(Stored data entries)

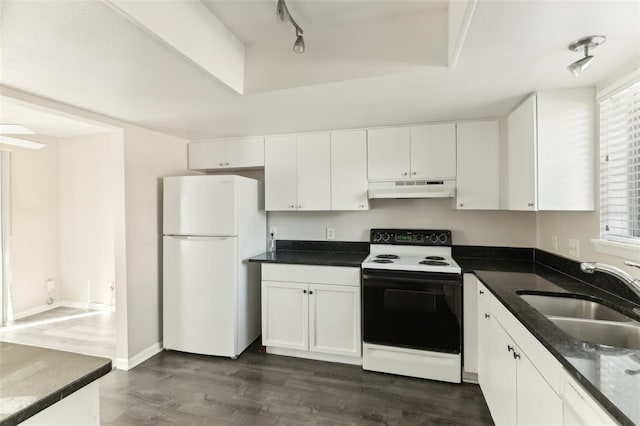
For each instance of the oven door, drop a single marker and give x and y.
(418, 310)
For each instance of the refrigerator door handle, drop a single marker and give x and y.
(195, 238)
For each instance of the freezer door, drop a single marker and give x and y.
(200, 294)
(199, 205)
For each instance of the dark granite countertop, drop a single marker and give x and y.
(325, 253)
(32, 378)
(601, 370)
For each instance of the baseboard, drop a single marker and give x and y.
(36, 310)
(85, 305)
(139, 358)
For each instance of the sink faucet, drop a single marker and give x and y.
(625, 277)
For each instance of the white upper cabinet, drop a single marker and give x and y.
(412, 152)
(244, 153)
(314, 171)
(389, 153)
(349, 170)
(280, 189)
(298, 172)
(433, 151)
(551, 152)
(477, 184)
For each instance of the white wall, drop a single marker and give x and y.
(493, 228)
(34, 228)
(86, 219)
(148, 156)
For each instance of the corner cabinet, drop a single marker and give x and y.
(551, 152)
(412, 152)
(520, 380)
(244, 153)
(312, 312)
(349, 183)
(478, 164)
(298, 172)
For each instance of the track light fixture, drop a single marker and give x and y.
(588, 42)
(285, 16)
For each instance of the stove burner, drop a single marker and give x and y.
(434, 263)
(387, 256)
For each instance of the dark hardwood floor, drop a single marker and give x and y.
(260, 389)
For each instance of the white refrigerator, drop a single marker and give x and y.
(211, 294)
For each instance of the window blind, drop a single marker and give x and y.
(620, 165)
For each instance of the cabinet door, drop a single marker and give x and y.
(246, 152)
(207, 155)
(314, 171)
(349, 170)
(285, 315)
(537, 403)
(280, 173)
(334, 319)
(522, 157)
(433, 151)
(470, 318)
(388, 153)
(500, 386)
(477, 181)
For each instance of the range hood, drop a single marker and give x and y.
(443, 188)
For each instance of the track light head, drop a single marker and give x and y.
(586, 43)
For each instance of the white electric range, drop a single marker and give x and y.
(412, 305)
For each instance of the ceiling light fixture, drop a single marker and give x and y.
(15, 129)
(285, 16)
(587, 43)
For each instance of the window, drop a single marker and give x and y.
(620, 165)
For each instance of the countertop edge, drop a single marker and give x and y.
(56, 396)
(607, 404)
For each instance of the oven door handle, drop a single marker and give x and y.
(378, 281)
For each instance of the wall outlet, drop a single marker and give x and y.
(574, 247)
(331, 234)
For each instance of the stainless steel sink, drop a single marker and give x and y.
(617, 334)
(571, 307)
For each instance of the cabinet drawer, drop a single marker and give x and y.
(540, 357)
(337, 275)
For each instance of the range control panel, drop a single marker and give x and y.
(414, 237)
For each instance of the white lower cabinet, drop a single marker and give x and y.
(511, 363)
(312, 312)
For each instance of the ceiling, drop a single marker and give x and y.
(368, 63)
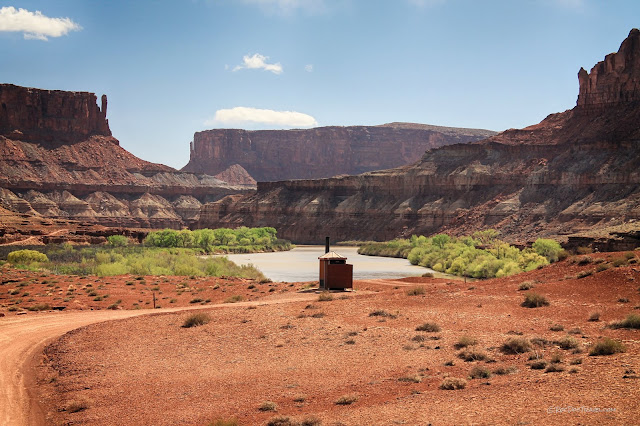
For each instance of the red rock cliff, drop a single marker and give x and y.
(59, 160)
(46, 116)
(575, 171)
(615, 80)
(270, 155)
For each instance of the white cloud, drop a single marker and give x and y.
(244, 116)
(572, 4)
(34, 25)
(426, 3)
(287, 7)
(259, 61)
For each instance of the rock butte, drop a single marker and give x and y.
(574, 172)
(59, 160)
(271, 155)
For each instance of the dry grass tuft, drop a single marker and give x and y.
(453, 383)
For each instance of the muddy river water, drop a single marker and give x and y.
(301, 264)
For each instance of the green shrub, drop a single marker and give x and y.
(502, 371)
(538, 365)
(453, 383)
(268, 406)
(429, 327)
(548, 248)
(381, 313)
(534, 300)
(26, 257)
(196, 319)
(117, 241)
(526, 285)
(325, 296)
(416, 291)
(473, 354)
(568, 342)
(631, 321)
(516, 345)
(479, 373)
(347, 399)
(39, 307)
(584, 274)
(554, 368)
(607, 347)
(465, 341)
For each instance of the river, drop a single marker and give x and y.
(301, 264)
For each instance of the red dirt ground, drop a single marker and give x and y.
(305, 356)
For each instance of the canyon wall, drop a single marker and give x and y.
(271, 155)
(48, 116)
(577, 171)
(59, 160)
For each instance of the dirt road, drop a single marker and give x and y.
(22, 339)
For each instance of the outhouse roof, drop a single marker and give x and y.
(331, 255)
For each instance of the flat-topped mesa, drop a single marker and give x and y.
(616, 80)
(273, 155)
(51, 116)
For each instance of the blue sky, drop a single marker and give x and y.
(171, 68)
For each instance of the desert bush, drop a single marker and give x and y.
(472, 354)
(380, 313)
(478, 372)
(554, 368)
(430, 327)
(568, 342)
(268, 406)
(534, 300)
(548, 248)
(526, 285)
(325, 296)
(631, 321)
(416, 291)
(453, 383)
(538, 365)
(465, 341)
(584, 260)
(607, 346)
(26, 257)
(196, 319)
(516, 345)
(347, 399)
(117, 241)
(39, 307)
(76, 405)
(619, 261)
(584, 274)
(410, 379)
(501, 371)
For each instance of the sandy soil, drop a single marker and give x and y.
(305, 356)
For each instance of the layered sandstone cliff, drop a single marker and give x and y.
(59, 160)
(271, 155)
(575, 171)
(48, 116)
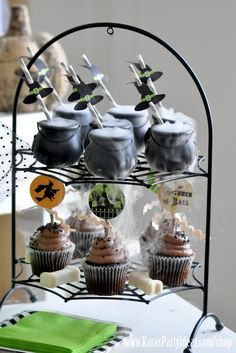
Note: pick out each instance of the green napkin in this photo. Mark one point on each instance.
(55, 333)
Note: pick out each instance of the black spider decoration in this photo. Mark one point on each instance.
(36, 89)
(147, 96)
(147, 72)
(83, 93)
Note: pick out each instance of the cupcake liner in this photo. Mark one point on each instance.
(105, 280)
(172, 271)
(49, 261)
(82, 241)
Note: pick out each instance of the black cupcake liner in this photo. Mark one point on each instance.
(82, 241)
(49, 261)
(105, 279)
(172, 271)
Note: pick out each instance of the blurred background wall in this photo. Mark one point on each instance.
(204, 34)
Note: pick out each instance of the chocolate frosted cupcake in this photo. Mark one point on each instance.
(82, 234)
(106, 265)
(50, 249)
(171, 257)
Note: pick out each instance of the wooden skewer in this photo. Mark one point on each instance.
(100, 82)
(151, 105)
(47, 81)
(30, 80)
(92, 109)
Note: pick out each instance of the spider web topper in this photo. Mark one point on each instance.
(6, 160)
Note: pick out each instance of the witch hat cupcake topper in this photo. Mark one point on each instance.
(85, 95)
(148, 97)
(146, 73)
(43, 74)
(98, 77)
(36, 91)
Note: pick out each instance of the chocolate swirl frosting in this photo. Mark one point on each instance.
(175, 245)
(51, 237)
(108, 249)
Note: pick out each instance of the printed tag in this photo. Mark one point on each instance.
(176, 196)
(46, 191)
(106, 200)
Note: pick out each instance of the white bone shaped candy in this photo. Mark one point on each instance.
(53, 279)
(149, 286)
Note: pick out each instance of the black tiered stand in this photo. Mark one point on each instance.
(140, 176)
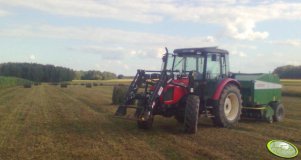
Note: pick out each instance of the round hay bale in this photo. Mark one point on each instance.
(64, 85)
(88, 85)
(119, 93)
(27, 85)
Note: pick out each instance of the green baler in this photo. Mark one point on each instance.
(261, 94)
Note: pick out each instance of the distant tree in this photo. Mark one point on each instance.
(120, 76)
(288, 71)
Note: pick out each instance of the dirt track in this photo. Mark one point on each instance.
(49, 122)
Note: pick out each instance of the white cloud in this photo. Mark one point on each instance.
(289, 42)
(237, 18)
(111, 43)
(3, 13)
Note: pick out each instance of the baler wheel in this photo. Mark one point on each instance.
(191, 114)
(279, 112)
(228, 111)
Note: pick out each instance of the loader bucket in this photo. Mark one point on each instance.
(121, 111)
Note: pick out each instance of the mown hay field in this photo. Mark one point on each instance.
(49, 122)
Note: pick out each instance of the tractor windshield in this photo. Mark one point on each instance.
(185, 64)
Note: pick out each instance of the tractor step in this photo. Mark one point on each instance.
(122, 110)
(128, 117)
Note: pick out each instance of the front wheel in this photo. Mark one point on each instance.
(144, 121)
(228, 111)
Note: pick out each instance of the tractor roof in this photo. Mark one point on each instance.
(199, 50)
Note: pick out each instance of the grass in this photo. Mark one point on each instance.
(49, 122)
(12, 81)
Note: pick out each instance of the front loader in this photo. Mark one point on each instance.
(198, 82)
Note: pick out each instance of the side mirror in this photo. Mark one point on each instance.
(164, 58)
(213, 57)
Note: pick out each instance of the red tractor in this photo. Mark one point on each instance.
(193, 81)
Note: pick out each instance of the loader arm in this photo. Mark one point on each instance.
(131, 92)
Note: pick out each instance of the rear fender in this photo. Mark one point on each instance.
(222, 85)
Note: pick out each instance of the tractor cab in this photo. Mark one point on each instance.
(206, 67)
(206, 63)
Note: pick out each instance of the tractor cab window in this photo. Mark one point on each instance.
(190, 64)
(214, 69)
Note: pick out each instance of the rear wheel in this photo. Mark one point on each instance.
(191, 114)
(228, 111)
(278, 112)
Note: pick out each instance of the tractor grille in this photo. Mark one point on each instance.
(168, 94)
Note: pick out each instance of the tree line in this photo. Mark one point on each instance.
(50, 73)
(288, 72)
(94, 75)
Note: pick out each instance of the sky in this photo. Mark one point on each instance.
(122, 36)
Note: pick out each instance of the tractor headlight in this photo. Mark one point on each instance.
(168, 94)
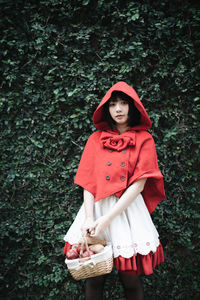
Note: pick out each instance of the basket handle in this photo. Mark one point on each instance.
(84, 243)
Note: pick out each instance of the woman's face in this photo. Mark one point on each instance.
(119, 111)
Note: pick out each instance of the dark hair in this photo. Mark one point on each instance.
(134, 114)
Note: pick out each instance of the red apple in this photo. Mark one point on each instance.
(87, 253)
(72, 254)
(76, 247)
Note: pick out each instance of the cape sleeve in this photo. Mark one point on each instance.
(147, 167)
(85, 172)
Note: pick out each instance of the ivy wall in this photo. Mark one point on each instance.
(58, 58)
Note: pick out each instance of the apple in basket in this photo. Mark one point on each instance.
(87, 253)
(76, 247)
(72, 254)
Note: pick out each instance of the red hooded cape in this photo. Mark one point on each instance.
(111, 161)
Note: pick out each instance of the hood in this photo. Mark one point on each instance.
(98, 119)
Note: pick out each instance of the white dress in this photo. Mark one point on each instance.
(130, 233)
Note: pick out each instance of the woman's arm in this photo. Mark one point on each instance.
(126, 199)
(89, 212)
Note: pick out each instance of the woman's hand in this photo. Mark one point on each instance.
(99, 226)
(87, 226)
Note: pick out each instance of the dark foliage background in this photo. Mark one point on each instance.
(58, 58)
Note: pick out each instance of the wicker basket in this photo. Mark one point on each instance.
(95, 265)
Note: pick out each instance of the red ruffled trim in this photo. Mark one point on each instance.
(140, 264)
(137, 264)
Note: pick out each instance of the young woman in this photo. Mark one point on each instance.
(122, 185)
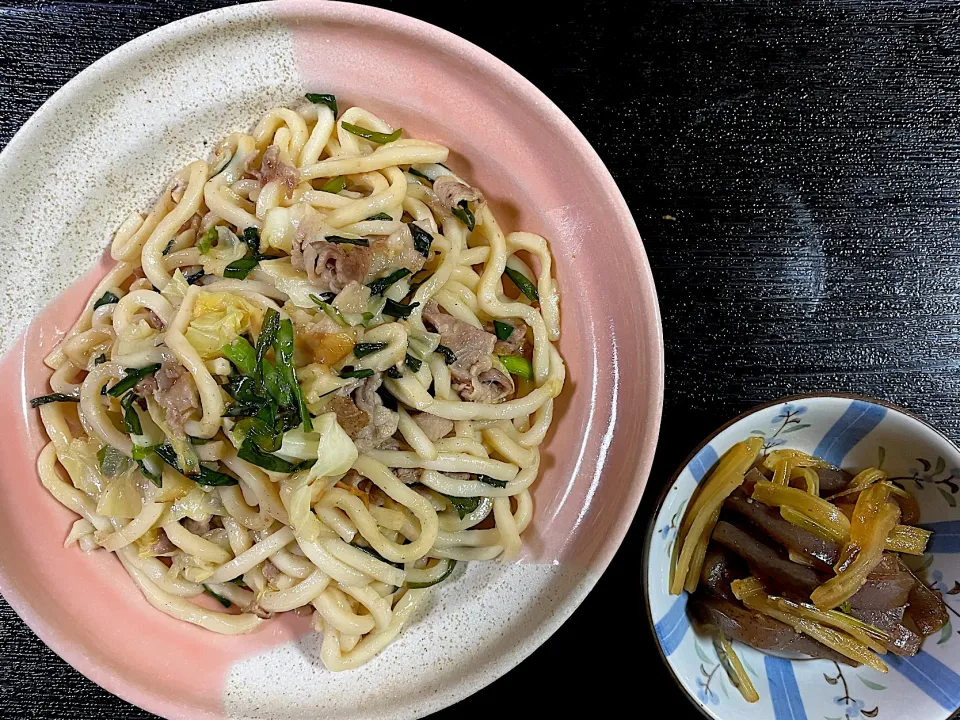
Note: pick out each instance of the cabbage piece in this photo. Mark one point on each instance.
(290, 281)
(336, 452)
(218, 319)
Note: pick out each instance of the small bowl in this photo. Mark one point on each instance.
(854, 433)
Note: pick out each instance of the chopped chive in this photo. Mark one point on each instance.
(338, 240)
(523, 284)
(395, 309)
(422, 240)
(363, 349)
(349, 372)
(503, 330)
(108, 298)
(372, 135)
(380, 285)
(463, 213)
(324, 99)
(517, 365)
(131, 379)
(448, 355)
(53, 397)
(335, 185)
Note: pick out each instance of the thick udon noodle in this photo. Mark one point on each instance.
(356, 557)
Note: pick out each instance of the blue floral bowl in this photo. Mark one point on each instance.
(853, 433)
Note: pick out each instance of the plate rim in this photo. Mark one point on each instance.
(279, 10)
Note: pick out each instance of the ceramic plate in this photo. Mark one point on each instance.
(107, 143)
(852, 433)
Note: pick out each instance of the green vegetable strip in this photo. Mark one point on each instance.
(207, 241)
(131, 421)
(380, 285)
(324, 99)
(288, 372)
(517, 365)
(349, 372)
(363, 349)
(503, 330)
(422, 240)
(463, 213)
(523, 285)
(131, 379)
(242, 354)
(372, 135)
(54, 397)
(338, 240)
(335, 185)
(219, 598)
(108, 298)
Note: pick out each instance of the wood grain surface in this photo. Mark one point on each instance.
(794, 169)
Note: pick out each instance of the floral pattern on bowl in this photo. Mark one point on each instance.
(853, 433)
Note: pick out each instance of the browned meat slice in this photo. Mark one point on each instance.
(765, 561)
(787, 534)
(832, 480)
(926, 608)
(351, 418)
(383, 422)
(433, 426)
(720, 568)
(886, 587)
(273, 168)
(753, 628)
(173, 389)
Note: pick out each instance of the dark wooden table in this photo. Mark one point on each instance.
(795, 172)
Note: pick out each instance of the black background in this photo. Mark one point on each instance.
(810, 155)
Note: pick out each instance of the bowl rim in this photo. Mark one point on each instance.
(280, 11)
(665, 491)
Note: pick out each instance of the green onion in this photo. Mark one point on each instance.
(239, 269)
(523, 284)
(463, 506)
(53, 397)
(422, 240)
(204, 476)
(338, 240)
(219, 598)
(108, 298)
(349, 372)
(487, 480)
(242, 354)
(335, 185)
(372, 135)
(448, 355)
(324, 99)
(363, 349)
(380, 285)
(131, 421)
(252, 454)
(131, 379)
(283, 345)
(395, 309)
(517, 365)
(503, 330)
(251, 238)
(451, 564)
(207, 241)
(463, 213)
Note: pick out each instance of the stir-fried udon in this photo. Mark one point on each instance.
(316, 379)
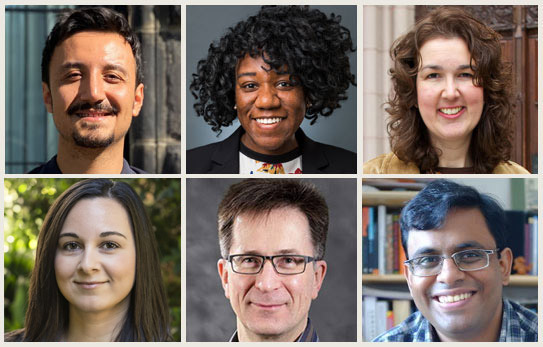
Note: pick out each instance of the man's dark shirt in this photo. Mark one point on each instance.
(51, 167)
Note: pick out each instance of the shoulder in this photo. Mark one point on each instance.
(14, 336)
(522, 322)
(389, 164)
(50, 167)
(199, 158)
(509, 167)
(412, 329)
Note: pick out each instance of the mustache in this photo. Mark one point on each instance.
(97, 106)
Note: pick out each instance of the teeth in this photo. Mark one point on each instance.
(268, 120)
(453, 298)
(453, 110)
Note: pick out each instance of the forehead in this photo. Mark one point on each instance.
(280, 230)
(97, 215)
(249, 64)
(94, 47)
(463, 228)
(444, 50)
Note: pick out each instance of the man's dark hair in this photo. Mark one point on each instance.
(90, 19)
(431, 206)
(261, 196)
(312, 46)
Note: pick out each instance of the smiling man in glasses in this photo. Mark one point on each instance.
(272, 235)
(458, 263)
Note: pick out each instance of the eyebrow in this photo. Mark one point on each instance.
(81, 66)
(102, 234)
(459, 247)
(439, 67)
(280, 252)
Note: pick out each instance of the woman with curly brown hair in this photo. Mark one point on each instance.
(451, 110)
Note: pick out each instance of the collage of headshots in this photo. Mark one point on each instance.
(191, 172)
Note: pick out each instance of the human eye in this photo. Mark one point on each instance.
(470, 256)
(72, 76)
(249, 86)
(427, 261)
(432, 75)
(71, 246)
(289, 261)
(248, 261)
(110, 245)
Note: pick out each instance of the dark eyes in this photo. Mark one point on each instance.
(71, 246)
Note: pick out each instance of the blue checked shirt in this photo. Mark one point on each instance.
(309, 334)
(518, 325)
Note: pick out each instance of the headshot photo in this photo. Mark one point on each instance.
(271, 260)
(457, 92)
(93, 90)
(94, 260)
(464, 260)
(271, 89)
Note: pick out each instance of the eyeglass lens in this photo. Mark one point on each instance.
(468, 260)
(284, 264)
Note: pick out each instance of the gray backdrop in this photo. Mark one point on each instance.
(209, 315)
(206, 24)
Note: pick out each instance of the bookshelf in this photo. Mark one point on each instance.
(516, 280)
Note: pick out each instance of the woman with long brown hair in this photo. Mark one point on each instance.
(97, 272)
(451, 110)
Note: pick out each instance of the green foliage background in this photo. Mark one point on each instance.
(26, 201)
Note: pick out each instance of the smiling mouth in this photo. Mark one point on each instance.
(451, 110)
(92, 114)
(273, 120)
(447, 299)
(89, 285)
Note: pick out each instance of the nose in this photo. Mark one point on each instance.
(450, 90)
(89, 261)
(267, 97)
(91, 88)
(267, 279)
(450, 273)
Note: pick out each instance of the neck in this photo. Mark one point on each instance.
(245, 335)
(491, 334)
(454, 154)
(101, 326)
(81, 160)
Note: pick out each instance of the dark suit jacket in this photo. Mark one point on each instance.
(223, 157)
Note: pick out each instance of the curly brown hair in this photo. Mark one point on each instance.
(491, 140)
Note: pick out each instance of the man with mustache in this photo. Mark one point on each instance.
(458, 262)
(92, 83)
(272, 235)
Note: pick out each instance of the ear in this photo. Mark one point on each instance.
(222, 267)
(138, 100)
(408, 276)
(506, 261)
(46, 94)
(319, 271)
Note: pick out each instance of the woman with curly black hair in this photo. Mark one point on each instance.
(451, 111)
(270, 72)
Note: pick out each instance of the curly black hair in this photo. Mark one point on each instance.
(312, 46)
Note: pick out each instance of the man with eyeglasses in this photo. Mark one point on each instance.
(454, 240)
(272, 235)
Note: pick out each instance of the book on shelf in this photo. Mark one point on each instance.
(382, 251)
(383, 254)
(381, 314)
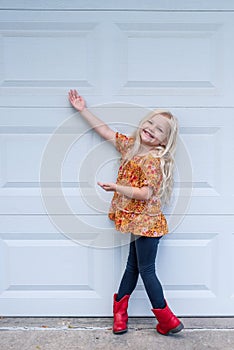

WHAT TO WORK ON –
Lines before the one containing "Note: pick out each instance of the ear" are not wanted; write out that line and every later line through the end of the data above, exactly, without pictures.

REPLY –
Note: pick out each instance of the ear in this photo. Mark one point on each instance.
(222, 267)
(138, 100)
(408, 276)
(506, 261)
(46, 94)
(319, 271)
Note: pick out each instance of the woman with curly black hair in this photo. Mark one point on each instance.
(451, 111)
(270, 72)
Note: pick out each instance of the curly black hair in this photo. Mark one point on each instance.
(312, 46)
Note: pick out each instance of the man with eyeglasses in this photo. Mark one point on each instance.
(454, 240)
(272, 235)
Note: pick out each instance of the book on shelf in this photo. Mark one point on each instance.
(382, 251)
(383, 254)
(381, 314)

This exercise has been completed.